● Exercise requirements
Reproduce the material from its beginning through the line containing "box: [74, 134, 442, 233]", with both ends included. Leave out the pictures.

Stored records
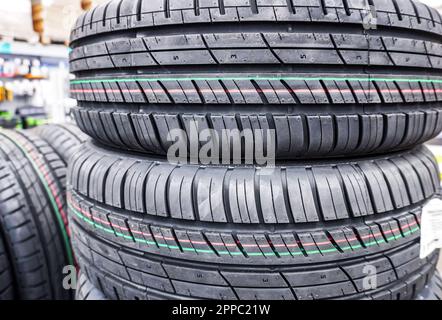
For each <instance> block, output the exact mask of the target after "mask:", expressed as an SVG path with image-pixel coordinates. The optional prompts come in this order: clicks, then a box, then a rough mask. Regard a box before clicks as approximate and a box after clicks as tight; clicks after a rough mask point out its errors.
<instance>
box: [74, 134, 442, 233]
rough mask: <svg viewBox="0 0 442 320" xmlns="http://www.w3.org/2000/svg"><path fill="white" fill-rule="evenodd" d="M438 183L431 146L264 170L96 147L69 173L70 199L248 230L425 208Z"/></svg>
mask: <svg viewBox="0 0 442 320" xmlns="http://www.w3.org/2000/svg"><path fill="white" fill-rule="evenodd" d="M439 184H440V181H439V168H438V165H437V163H436V160H435V158H434V155H433V154H432V153H431V152H430V151H429V150H428V149H427V148H425V147H418V148H417V149H414V150H411V151H406V152H402V153H393V154H389V155H385V156H377V157H371V158H355V159H347V160H339V161H332V160H329V161H309V162H286V163H280V164H278V165H277V166H276V167H275V168H258V167H251V166H247V167H243V166H223V165H219V166H199V165H174V164H171V163H169V162H167V161H166V160H163V159H160V158H155V157H143V156H138V155H136V154H123V153H119V152H118V151H114V150H112V149H108V148H105V147H100V146H98V144H94V143H93V142H91V143H87V144H86V145H83V146H82V147H81V148H80V149H79V151H78V152H77V153H76V154H75V156H74V157H73V158H72V161H71V164H70V169H69V185H70V187H71V189H72V190H71V191H72V192H71V193H73V195H74V196H77V195H78V196H80V197H81V198H83V197H85V198H86V199H87V200H89V201H91V202H94V203H98V204H103V205H105V206H106V207H109V209H110V210H111V211H121V212H127V213H132V212H133V213H134V214H142V215H143V216H146V217H147V218H149V219H154V218H159V219H163V218H166V219H167V218H171V219H178V220H182V221H183V222H184V223H186V222H193V221H200V222H203V223H212V222H215V223H235V224H244V225H246V226H247V225H250V224H258V223H259V224H263V225H266V224H269V225H271V224H286V223H316V222H332V221H339V220H342V219H348V218H358V217H369V216H371V215H375V214H379V215H381V214H385V213H388V212H390V211H394V210H401V209H404V208H408V207H410V206H416V205H419V204H421V203H422V202H424V201H426V200H428V199H429V198H431V197H432V196H434V194H435V193H436V192H437V191H438V190H439V189H440V185H439Z"/></svg>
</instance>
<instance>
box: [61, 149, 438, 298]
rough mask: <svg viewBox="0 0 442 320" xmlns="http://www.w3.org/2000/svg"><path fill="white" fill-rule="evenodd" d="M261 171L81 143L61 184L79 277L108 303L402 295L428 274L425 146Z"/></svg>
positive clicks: (428, 193)
mask: <svg viewBox="0 0 442 320" xmlns="http://www.w3.org/2000/svg"><path fill="white" fill-rule="evenodd" d="M259 170H264V169H257V168H253V167H222V166H205V167H202V166H201V167H199V166H195V165H187V166H174V165H171V164H169V163H167V162H164V160H160V159H158V158H150V157H141V156H138V155H130V154H126V155H123V154H120V153H118V152H116V151H113V150H111V149H107V148H104V147H100V146H98V145H97V144H92V143H87V144H86V145H84V146H82V148H81V150H80V151H79V152H78V153H77V154H76V155H75V156H74V157H73V158H72V162H71V166H70V169H69V179H68V180H69V183H68V190H69V191H68V207H69V215H70V218H71V220H73V221H72V222H71V225H72V230H73V246H74V250H75V252H76V256H77V257H78V261H79V265H80V267H81V269H82V272H84V273H85V274H86V275H87V277H88V278H89V279H90V280H91V281H92V283H93V284H94V285H95V286H96V287H97V288H98V289H99V290H101V291H102V292H104V294H105V295H106V296H107V297H109V298H110V299H135V298H138V299H190V298H198V299H200V298H201V299H282V298H284V299H300V300H304V299H328V298H334V299H335V298H336V299H341V298H345V299H364V298H367V299H372V298H379V299H397V298H403V299H411V298H413V297H415V296H416V295H417V293H418V292H420V291H421V290H422V289H423V287H424V286H425V285H426V283H427V282H428V279H429V278H431V277H432V273H433V271H434V268H435V264H436V261H437V254H434V255H432V256H430V257H429V258H428V259H424V260H420V259H419V221H420V214H421V208H422V205H424V204H425V203H426V201H427V200H429V199H431V198H433V197H435V196H436V194H437V192H438V191H439V180H438V168H437V165H436V163H435V160H434V156H433V155H431V154H430V153H429V152H428V150H427V149H425V148H418V149H415V150H412V151H407V152H402V153H396V154H390V155H386V156H380V157H373V158H366V159H353V160H347V161H342V162H332V161H330V160H329V161H316V162H315V161H311V162H309V163H299V162H292V163H290V162H288V163H285V164H283V165H280V166H278V167H276V168H275V169H274V170H273V173H272V175H267V176H266V175H264V172H262V173H261V175H258V174H256V172H257V171H259ZM250 186H251V187H250ZM248 188H250V189H248ZM296 190H297V191H296ZM104 191H106V192H104ZM296 192H297V193H296ZM278 195H279V196H278ZM294 199H301V200H299V201H298V202H297V203H295V202H293V201H294ZM299 208H304V210H305V211H303V213H302V214H301V212H299V211H300V210H299ZM369 208H371V209H372V210H370V209H369ZM367 265H372V266H374V267H375V269H376V270H377V271H378V273H379V279H378V281H379V287H378V289H376V290H365V289H364V287H363V278H364V277H365V276H364V273H363V272H364V270H365V267H366V266H367Z"/></svg>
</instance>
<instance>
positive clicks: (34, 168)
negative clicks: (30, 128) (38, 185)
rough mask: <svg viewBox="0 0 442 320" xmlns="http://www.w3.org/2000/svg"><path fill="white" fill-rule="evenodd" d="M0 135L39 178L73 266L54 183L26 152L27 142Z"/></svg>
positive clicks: (7, 134) (37, 163) (30, 151)
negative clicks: (31, 166) (20, 153)
mask: <svg viewBox="0 0 442 320" xmlns="http://www.w3.org/2000/svg"><path fill="white" fill-rule="evenodd" d="M0 133H1V134H3V135H4V136H6V137H7V138H8V139H9V140H11V142H13V143H14V145H15V146H17V148H19V149H20V150H21V151H22V153H23V154H24V155H25V157H26V158H27V159H28V160H29V162H30V163H31V165H32V167H33V168H34V170H35V172H36V173H37V176H38V177H39V179H40V181H41V183H42V184H43V187H44V189H45V191H46V193H47V195H48V197H49V202H50V203H51V206H52V208H53V210H54V212H55V216H56V219H57V222H58V225H59V228H60V230H61V234H62V237H63V242H64V246H65V248H66V253H67V258H68V262H69V264H71V265H73V264H74V257H73V253H72V248H71V245H70V237H69V231H68V229H67V225H66V224H67V221H68V220H67V214H66V213H65V212H64V209H63V206H62V205H61V200H60V199H59V196H58V195H57V192H56V190H55V189H54V187H53V185H54V181H52V179H51V178H50V177H49V174H48V172H47V171H46V169H45V168H44V164H43V163H41V162H40V161H39V159H38V158H37V157H35V155H34V154H33V152H32V151H30V150H27V148H26V146H27V143H28V142H26V141H21V142H22V143H23V144H24V145H22V144H20V143H19V142H18V141H19V140H22V138H21V137H20V136H18V135H17V136H15V137H12V136H11V135H9V134H8V133H6V131H4V130H2V129H0Z"/></svg>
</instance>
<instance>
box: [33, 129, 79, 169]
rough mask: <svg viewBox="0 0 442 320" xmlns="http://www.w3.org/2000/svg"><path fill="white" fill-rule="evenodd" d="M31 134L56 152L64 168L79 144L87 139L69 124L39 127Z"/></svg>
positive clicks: (77, 130) (33, 131)
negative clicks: (59, 157) (61, 161)
mask: <svg viewBox="0 0 442 320" xmlns="http://www.w3.org/2000/svg"><path fill="white" fill-rule="evenodd" d="M33 132H35V134H37V135H38V136H39V137H40V138H41V139H43V140H44V141H46V143H48V144H49V145H50V146H51V147H52V148H53V149H54V150H55V152H57V154H58V155H59V156H60V158H61V159H62V160H63V161H64V163H65V164H66V166H67V164H68V163H69V159H70V158H71V157H72V155H73V154H74V153H75V152H76V151H77V148H78V147H79V146H80V144H82V143H84V142H86V140H87V139H88V137H87V135H85V134H84V133H83V131H81V130H80V129H79V128H78V127H77V126H76V125H73V124H69V123H64V124H48V125H44V126H39V127H37V128H35V129H33Z"/></svg>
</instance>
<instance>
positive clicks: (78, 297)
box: [75, 273, 107, 301]
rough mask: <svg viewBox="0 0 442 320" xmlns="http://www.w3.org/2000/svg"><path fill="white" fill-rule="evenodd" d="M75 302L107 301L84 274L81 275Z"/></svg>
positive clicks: (75, 298)
mask: <svg viewBox="0 0 442 320" xmlns="http://www.w3.org/2000/svg"><path fill="white" fill-rule="evenodd" d="M75 300H92V301H99V300H107V299H106V297H105V296H104V294H103V293H102V292H101V291H100V290H98V289H97V288H95V287H94V286H93V284H92V283H91V282H90V281H89V279H88V278H87V277H86V276H85V275H84V274H83V273H80V276H79V278H78V286H77V291H76V294H75Z"/></svg>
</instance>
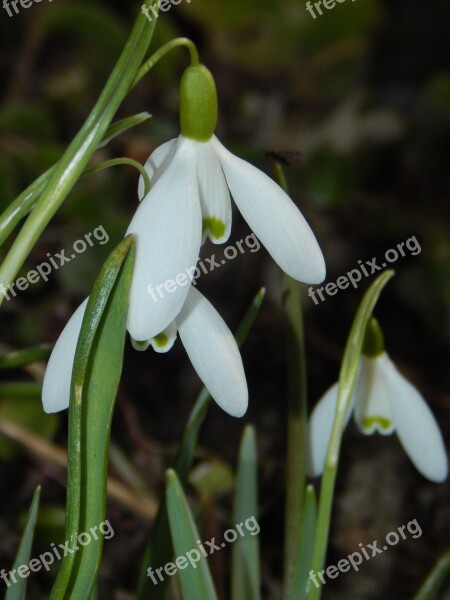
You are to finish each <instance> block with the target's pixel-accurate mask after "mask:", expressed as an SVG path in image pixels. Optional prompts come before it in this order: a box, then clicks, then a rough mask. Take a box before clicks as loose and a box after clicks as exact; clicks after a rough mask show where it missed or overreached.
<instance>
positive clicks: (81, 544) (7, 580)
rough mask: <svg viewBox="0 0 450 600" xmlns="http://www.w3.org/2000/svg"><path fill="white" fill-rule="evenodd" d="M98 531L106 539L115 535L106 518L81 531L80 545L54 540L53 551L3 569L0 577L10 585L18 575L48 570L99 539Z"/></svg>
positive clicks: (4, 581) (19, 575) (8, 585)
mask: <svg viewBox="0 0 450 600" xmlns="http://www.w3.org/2000/svg"><path fill="white" fill-rule="evenodd" d="M98 532H99V533H100V534H101V535H102V536H103V539H104V540H109V539H111V538H112V537H113V536H114V529H113V528H112V526H111V523H110V522H109V521H108V520H106V521H103V523H100V525H95V527H91V528H90V530H89V532H87V531H84V532H82V533H80V534H79V535H78V537H77V542H78V544H79V546H74V547H73V548H71V547H70V542H65V543H64V544H58V546H56V544H54V543H53V542H52V543H51V544H50V546H51V548H52V550H51V552H50V551H48V552H43V553H42V554H40V555H39V556H38V558H32V559H31V560H30V562H29V563H27V564H24V565H20V566H19V567H17V569H12V571H9V573H7V572H6V570H5V569H2V570H1V572H0V579H3V581H4V582H5V583H6V585H7V586H8V587H11V585H14V584H15V583H17V576H18V577H20V578H21V579H26V578H27V577H29V576H30V575H31V573H37V572H38V571H40V570H41V569H42V567H44V568H45V570H46V571H50V565H52V564H53V563H54V562H55V557H56V560H62V559H63V558H64V557H65V556H68V555H69V554H75V552H76V551H77V550H79V549H80V546H87V545H88V544H90V543H91V541H92V539H94V540H98V539H99V535H98Z"/></svg>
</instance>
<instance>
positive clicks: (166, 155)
mask: <svg viewBox="0 0 450 600" xmlns="http://www.w3.org/2000/svg"><path fill="white" fill-rule="evenodd" d="M176 145H177V138H175V139H173V140H169V141H168V142H164V144H161V146H158V147H157V148H155V150H153V152H152V153H151V154H150V156H149V158H148V159H147V162H146V163H145V165H144V168H145V170H146V171H147V174H148V176H149V178H150V183H151V184H152V186H154V185H155V183H156V182H157V181H158V179H159V178H160V176H161V175H162V173H163V172H164V171H165V169H166V168H167V166H168V165H169V163H170V161H171V160H172V158H173V155H174V154H175V149H176ZM138 196H139V200H140V201H141V200H143V198H144V196H145V183H144V178H143V177H142V175H141V176H140V177H139V182H138Z"/></svg>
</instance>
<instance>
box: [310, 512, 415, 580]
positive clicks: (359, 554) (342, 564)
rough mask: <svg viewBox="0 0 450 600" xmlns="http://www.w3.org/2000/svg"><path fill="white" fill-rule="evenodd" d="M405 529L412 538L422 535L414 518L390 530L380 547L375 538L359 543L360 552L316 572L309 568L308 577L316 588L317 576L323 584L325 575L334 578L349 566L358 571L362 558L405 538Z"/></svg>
mask: <svg viewBox="0 0 450 600" xmlns="http://www.w3.org/2000/svg"><path fill="white" fill-rule="evenodd" d="M405 529H406V530H407V531H408V533H409V534H410V536H411V537H412V538H413V539H417V538H419V537H420V536H421V535H422V529H421V527H420V525H419V523H418V522H417V519H414V520H412V521H409V523H407V524H406V525H401V526H400V527H398V529H397V530H396V531H390V532H389V533H388V534H387V536H386V538H385V541H386V543H387V545H383V546H382V547H381V548H379V547H378V541H377V540H374V541H373V542H372V543H371V544H367V545H364V544H359V547H360V549H361V552H352V554H349V555H348V556H347V558H342V559H341V560H340V561H338V563H337V565H330V566H329V567H327V568H326V569H323V571H319V572H318V573H315V572H314V571H313V570H312V569H311V571H310V572H309V579H311V581H312V582H313V583H314V585H315V586H316V587H317V588H318V587H320V585H321V584H320V583H319V582H318V581H317V578H319V579H320V581H321V582H322V584H323V585H325V584H326V579H325V575H326V576H327V577H328V579H336V577H337V576H338V575H339V574H340V573H347V572H348V571H350V568H353V569H354V570H355V571H359V566H360V565H361V564H362V562H363V561H364V560H370V559H371V558H373V557H374V556H377V555H378V554H383V552H385V551H386V550H389V546H395V545H396V544H398V543H399V541H400V537H401V539H402V540H406V538H407V537H408V536H407V534H406V533H405ZM399 534H400V535H399Z"/></svg>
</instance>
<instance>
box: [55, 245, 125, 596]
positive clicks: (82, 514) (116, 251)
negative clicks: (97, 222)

● Task result
For each <instance> block, output the exact mask of the target after "mask:", expressed as an SVG path with image-pixel coordinates. The optional prompts come in this order: clicks, then a box, then a rough mask. Regard a box before clicks as approximate and a box after clicks as tight; clicks after a rough mask point out its errors.
<instance>
box: [74, 134, 442, 233]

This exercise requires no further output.